>> start Exercise input

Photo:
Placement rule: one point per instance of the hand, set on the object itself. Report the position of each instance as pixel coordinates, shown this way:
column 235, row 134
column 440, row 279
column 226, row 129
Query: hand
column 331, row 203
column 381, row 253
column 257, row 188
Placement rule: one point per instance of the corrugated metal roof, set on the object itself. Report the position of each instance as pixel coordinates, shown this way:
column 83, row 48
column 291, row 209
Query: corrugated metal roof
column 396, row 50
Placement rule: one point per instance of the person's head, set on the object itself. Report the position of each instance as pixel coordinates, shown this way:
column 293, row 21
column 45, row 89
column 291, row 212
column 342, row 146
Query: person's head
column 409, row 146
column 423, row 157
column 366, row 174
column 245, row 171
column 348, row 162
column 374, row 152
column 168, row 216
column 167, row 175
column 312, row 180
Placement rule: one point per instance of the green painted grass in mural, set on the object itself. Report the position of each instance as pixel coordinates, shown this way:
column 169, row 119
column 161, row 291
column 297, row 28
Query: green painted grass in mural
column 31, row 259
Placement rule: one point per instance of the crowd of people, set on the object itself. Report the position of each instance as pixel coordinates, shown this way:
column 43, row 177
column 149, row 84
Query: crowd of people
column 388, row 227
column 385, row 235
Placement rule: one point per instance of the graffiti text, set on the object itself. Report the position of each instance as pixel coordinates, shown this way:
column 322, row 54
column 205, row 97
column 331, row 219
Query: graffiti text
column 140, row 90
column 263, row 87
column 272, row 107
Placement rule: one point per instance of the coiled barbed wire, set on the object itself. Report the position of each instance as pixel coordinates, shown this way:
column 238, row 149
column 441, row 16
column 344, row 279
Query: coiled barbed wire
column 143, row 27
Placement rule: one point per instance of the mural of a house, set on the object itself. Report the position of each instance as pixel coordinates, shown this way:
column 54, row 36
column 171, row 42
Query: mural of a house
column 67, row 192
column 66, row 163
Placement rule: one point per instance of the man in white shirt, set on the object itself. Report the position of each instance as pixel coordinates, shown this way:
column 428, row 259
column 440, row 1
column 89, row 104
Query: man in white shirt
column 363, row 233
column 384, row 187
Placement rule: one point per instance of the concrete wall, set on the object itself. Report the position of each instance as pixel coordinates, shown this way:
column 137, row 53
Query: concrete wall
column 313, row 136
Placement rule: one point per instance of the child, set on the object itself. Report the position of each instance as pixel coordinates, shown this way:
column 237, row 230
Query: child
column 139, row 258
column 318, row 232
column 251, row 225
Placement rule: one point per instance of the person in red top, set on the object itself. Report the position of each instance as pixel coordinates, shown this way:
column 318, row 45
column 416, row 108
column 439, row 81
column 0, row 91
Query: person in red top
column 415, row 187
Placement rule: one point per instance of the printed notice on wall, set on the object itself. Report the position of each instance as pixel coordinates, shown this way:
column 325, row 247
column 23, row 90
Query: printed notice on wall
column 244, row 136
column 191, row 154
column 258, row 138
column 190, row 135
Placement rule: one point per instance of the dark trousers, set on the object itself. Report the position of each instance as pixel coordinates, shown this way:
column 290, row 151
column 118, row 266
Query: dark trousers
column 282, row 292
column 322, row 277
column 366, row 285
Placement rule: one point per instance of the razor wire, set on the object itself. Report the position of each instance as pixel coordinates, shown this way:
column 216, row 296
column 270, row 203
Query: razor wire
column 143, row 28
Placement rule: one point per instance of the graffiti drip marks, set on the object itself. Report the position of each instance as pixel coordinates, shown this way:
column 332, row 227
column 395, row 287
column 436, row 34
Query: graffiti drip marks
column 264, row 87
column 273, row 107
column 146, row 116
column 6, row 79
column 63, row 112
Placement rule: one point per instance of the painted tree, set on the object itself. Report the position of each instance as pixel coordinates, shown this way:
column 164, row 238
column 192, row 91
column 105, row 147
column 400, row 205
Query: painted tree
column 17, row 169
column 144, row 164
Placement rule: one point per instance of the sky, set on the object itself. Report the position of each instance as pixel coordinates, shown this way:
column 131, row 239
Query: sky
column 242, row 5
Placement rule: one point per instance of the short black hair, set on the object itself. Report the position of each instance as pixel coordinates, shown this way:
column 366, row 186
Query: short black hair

>> end Exercise input

Print verbatim the span of the records above that starts with the line containing "Placement rule: one point per instance of the printed" and ends with the line containing "column 366, row 285", including both boundary lines.

◆ **Task answer**:
Placement rule: one point per instance of the printed notice on wall, set on the object itself. Report the position of each instance as pixel coordinates, shown this way:
column 325, row 247
column 23, row 90
Query: printed notice on wall
column 244, row 136
column 191, row 154
column 258, row 138
column 190, row 135
Placement rule: one point per instance of the dark trousers, set on the object itself. Report the position of each instance as pixel coordinates, shown this way:
column 290, row 151
column 118, row 266
Query: dark trousers
column 282, row 292
column 322, row 277
column 366, row 285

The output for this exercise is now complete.